Direction: Please copy out the entries below, replacing "every instance" with "each instance" wherever it occurs and leaving everything else unchanged.

━━━━━ Extracted material ━━━━━

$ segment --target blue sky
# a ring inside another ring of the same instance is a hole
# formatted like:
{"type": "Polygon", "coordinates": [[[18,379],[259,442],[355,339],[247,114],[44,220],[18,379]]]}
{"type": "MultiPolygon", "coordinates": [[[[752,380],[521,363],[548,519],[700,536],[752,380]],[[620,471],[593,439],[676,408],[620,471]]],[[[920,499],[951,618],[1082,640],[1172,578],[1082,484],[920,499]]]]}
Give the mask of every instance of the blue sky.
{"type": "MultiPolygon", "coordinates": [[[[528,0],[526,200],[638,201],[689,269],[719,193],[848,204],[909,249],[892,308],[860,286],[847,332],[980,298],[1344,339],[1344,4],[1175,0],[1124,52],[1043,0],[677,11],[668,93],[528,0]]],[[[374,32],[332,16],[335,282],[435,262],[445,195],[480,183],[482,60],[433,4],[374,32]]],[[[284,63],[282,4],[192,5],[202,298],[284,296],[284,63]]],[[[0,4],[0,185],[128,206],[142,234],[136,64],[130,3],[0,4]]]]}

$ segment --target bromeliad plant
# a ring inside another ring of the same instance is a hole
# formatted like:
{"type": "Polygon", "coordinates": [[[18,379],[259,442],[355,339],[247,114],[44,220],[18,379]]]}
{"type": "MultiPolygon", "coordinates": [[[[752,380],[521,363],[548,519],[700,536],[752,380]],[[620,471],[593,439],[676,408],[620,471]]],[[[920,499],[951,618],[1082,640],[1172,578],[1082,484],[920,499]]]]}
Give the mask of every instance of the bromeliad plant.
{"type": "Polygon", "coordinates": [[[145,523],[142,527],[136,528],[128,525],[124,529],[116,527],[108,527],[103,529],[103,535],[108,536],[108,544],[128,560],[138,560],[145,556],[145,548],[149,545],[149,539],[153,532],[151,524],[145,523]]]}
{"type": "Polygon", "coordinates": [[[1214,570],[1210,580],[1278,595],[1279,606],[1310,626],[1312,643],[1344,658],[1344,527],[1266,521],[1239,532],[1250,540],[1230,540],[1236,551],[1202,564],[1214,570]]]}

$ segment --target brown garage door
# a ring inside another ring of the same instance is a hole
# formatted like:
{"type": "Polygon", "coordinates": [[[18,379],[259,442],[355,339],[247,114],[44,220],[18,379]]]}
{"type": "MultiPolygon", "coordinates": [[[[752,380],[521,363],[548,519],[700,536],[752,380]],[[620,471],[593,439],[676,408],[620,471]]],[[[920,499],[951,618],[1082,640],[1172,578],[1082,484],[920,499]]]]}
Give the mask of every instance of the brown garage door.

━━━━━

The answer:
$ segment --target blue sky
# a ring inside another ring of the same instance is a hole
# formatted like:
{"type": "Polygon", "coordinates": [[[18,379],[259,442],[355,339],[247,114],[44,220],[18,379]]]}
{"type": "MultiPolygon", "coordinates": [[[[752,380],[521,363],[548,519],[700,536],[752,380]],[[620,471],[593,439],[676,408],[620,471]]],[[[920,499],[951,618],[1082,640],[1172,578],[1082,484],[920,499]]]]}
Give the mask of each instance of the blue sky.
{"type": "MultiPolygon", "coordinates": [[[[528,0],[526,200],[638,201],[689,269],[719,193],[848,204],[909,249],[892,308],[860,286],[847,332],[980,298],[1344,339],[1344,4],[1175,0],[1124,52],[1043,0],[677,11],[668,93],[528,0]]],[[[374,32],[332,16],[335,282],[435,262],[445,195],[480,183],[482,60],[433,4],[374,32]]],[[[284,63],[282,4],[192,5],[202,298],[284,296],[284,63]]],[[[0,4],[0,185],[128,206],[142,234],[136,64],[130,3],[0,4]]]]}

$ segment --target bromeliad plant
# a ring inside another ring of the same instance is a hole
# formatted like:
{"type": "Polygon", "coordinates": [[[18,379],[259,442],[355,339],[247,114],[44,220],[18,379]]]}
{"type": "MultiPolygon", "coordinates": [[[[752,380],[521,363],[548,519],[700,536],[752,380]],[[620,471],[593,439],[676,408],[620,471]]],[[[920,499],[951,618],[1082,640],[1172,578],[1082,484],[920,499]]]]}
Give the mask of each instance of the bromeliad plant.
{"type": "Polygon", "coordinates": [[[145,523],[142,527],[136,528],[128,525],[124,529],[116,527],[108,527],[103,529],[103,535],[108,536],[108,544],[128,560],[138,560],[145,556],[145,548],[149,545],[149,539],[153,532],[151,524],[145,523]]]}
{"type": "Polygon", "coordinates": [[[1214,570],[1210,580],[1278,595],[1279,606],[1310,626],[1312,643],[1344,658],[1344,527],[1266,521],[1239,532],[1250,540],[1230,540],[1236,551],[1202,564],[1214,570]]]}

$ segment --target brown garage door
# a ring inside another ring of the same instance is a hole
# formatted like:
{"type": "Polygon", "coordinates": [[[18,379],[259,442],[355,339],[247,114],[44,220],[18,379]]]}
{"type": "MultiPolygon", "coordinates": [[[[752,380],[521,363],[548,519],[700,536],[752,380]],[[620,471],[593,439],[676,408],[620,471]]],[[[920,499],[951,618],[1082,640],[1172,578],[1082,484],[920,499]]]]}
Give the mask of each instance of the brown garage door.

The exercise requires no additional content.